Extract to read:
In [3]:
# Dependencies and Setup
import pandas as pd
from pathlib import Path

In [4]:
school_data_file = Path("Resources/schools_complete.csv")

In [5]:
school_data_df = pd.read_csv(school_data_file)
school_data_df.head()

Unnamed: 0,School ID,school_name,type,size,budget
0,0,Huang High School,District,2917,1910635
1,1,Figueroa High School,District,2949,1884411
2,2,Shelton High School,Charter,1761,1056600
3,3,Hernandez High School,District,4635,3022020
4,4,Griffin High School,Charter,1468,917500


In [6]:
students_data_file = Path("Resources/students_complete.csv")

In [7]:
student_data_df = pd.read_csv(students_data_file)
student_data_df.head()

Unnamed: 0,Student ID,student_name,gender,grade,school_name,reading_score,math_score
0,0,Paul Bradley,M,9th,Huang High School,66,79
1,1,Victor Smith,M,12th,Huang High School,94,61
2,2,Kevin Rodriguez,M,12th,Huang High School,90,60
3,3,Dr. Richard Scott,M,12th,Huang High School,67,58
4,4,Bonnie Ray,F,9th,Huang High School,97,84


In [8]:
# Combine the data into a single dataset.  
school_data_complete_df = pd.merge(student_data_df, school_data_df, how="left", on="school_name")
school_data_complete_df.head()

Unnamed: 0,Student ID,student_name,gender,grade,school_name,reading_score,math_score,School ID,type,size,budget
0,0,Paul Bradley,M,9th,Huang High School,66,79,0,District,2917,1910635
1,1,Victor Smith,M,12th,Huang High School,94,61,0,District,2917,1910635
2,2,Kevin Rodriguez,M,12th,Huang High School,90,60,0,District,2917,1910635
3,3,Dr. Richard Scott,M,12th,Huang High School,67,58,0,District,2917,1910635
4,4,Bonnie Ray,F,9th,Huang High School,97,84,0,District,2917,1910635


In [9]:
# Calculate the total number of unique schools
school_count = len(school_data_complete_df["school_name"].unique())

To do:
[A] Name every school listed in the first table of the notebook, the one read from the schools file.
[B] Retype the part of the notebook that opens with the words containing "Unnamed: 0,School ID,school_name,type,size,budget" and closes with "student_data_df.head()".
The data placed after the notebook plays no part in this work.

Given data:

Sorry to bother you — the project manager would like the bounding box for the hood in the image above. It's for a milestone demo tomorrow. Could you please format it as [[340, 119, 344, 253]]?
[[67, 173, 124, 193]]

Answers provided:
[A] Huang High School, Figueroa High School, Shelton High School, Hernandez High School, Griffin High School

[B]
Unnamed: 0,School ID,school_name,type,size,budget
0,0,Huang High School,District,2917,1910635
1,1,Figueroa High School,District,2949,1884411
2,2,Shelton High School,Charter,1761,1056600
3,3,Hernandez High School,District,4635,3022020
4,4,Griffin High School,Charter,1468,917500


In [6]:
students_data_file = Path("Resources/students_complete.csv")

In [7]:
student_data_df = pd.read_csv(students_data_file)
student_data_df.head()